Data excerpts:

* * * * * * * * *

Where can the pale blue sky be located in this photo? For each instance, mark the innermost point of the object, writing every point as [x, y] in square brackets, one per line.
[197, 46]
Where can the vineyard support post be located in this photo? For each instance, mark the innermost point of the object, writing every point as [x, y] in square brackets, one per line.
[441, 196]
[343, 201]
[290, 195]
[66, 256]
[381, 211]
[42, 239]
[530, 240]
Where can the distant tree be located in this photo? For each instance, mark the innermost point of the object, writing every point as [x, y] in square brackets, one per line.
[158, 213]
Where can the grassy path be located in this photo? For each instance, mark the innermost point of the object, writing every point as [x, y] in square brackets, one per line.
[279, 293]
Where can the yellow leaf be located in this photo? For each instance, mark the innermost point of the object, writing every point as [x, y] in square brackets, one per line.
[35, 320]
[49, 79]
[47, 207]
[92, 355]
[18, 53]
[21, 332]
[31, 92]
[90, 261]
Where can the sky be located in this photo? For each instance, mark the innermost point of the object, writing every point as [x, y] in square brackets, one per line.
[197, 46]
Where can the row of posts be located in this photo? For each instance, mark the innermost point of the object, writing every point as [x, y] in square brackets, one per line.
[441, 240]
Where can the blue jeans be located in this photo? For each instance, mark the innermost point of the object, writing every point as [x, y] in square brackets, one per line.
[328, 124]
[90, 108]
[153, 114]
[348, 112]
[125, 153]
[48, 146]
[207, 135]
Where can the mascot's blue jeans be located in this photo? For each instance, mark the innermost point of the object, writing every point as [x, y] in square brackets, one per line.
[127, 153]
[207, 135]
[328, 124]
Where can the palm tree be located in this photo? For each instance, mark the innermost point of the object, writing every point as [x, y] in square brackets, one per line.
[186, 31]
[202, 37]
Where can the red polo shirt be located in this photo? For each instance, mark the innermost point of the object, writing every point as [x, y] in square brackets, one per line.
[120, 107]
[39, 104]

* * * * * * * * *

(What the task asks):
Reproduce all of the records, keeping every character unchanged.

(Task result):
Where can the pale blue sky be located in this photo? For each instance, mark the innermost point of the object, writing every point as [x, y] in square brackets, one per line.
[197, 46]
Where can the vineyard support post be located in this photo? For each instance, mark the innermost point of the object, writing every point as [x, y] in square brackets, one per line.
[441, 196]
[343, 201]
[290, 195]
[66, 256]
[381, 211]
[42, 239]
[530, 240]
Where can the distant tree be located in this photo? For each instance, mark the innermost point of the object, writing every point as [x, y] in square brackets, one per line.
[158, 213]
Where can the grassy path be located in this photo? For each instance, mark the innermost point of the object, writing every point as [x, y] in square brackets, one per line.
[279, 293]
Where can the yellow leaf be located in this photo? For each instance, mark the innermost point of the object, writing every point as [x, y] in square brackets, one per line.
[35, 320]
[49, 79]
[47, 207]
[92, 355]
[18, 53]
[21, 332]
[31, 92]
[90, 261]
Where can the sky be located in this photo? For each instance, mark the innermost point of the object, writing every point as [x, y] in square brackets, one per line.
[197, 46]
Where can the row of posts be located in this photo? For each instance, mark the innermost point of the object, writing every point as [x, y] in square brackets, one per line.
[441, 240]
Where can the blue jeans be located in this photo? For each instance, mark the innermost point of the object, writing every point as [x, y] in square brackets, one per line.
[328, 124]
[90, 108]
[153, 114]
[348, 112]
[125, 153]
[48, 146]
[207, 135]
Where can the mascot's blue jeans be located in this photo? For each instance, mark the innermost point of the object, writing every point as [x, y] in square brackets, one per line.
[127, 153]
[207, 135]
[328, 124]
Where can the palm tree be located in this photo? For each instance, mark the innermost point of the object, writing every point as [x, y] in square brackets, one per line.
[186, 31]
[202, 37]
Where can the red polo shirt be located in this photo? For each instance, mark the innermost point of the object, writing every point as [x, y] in square brackets, one per line.
[120, 107]
[39, 104]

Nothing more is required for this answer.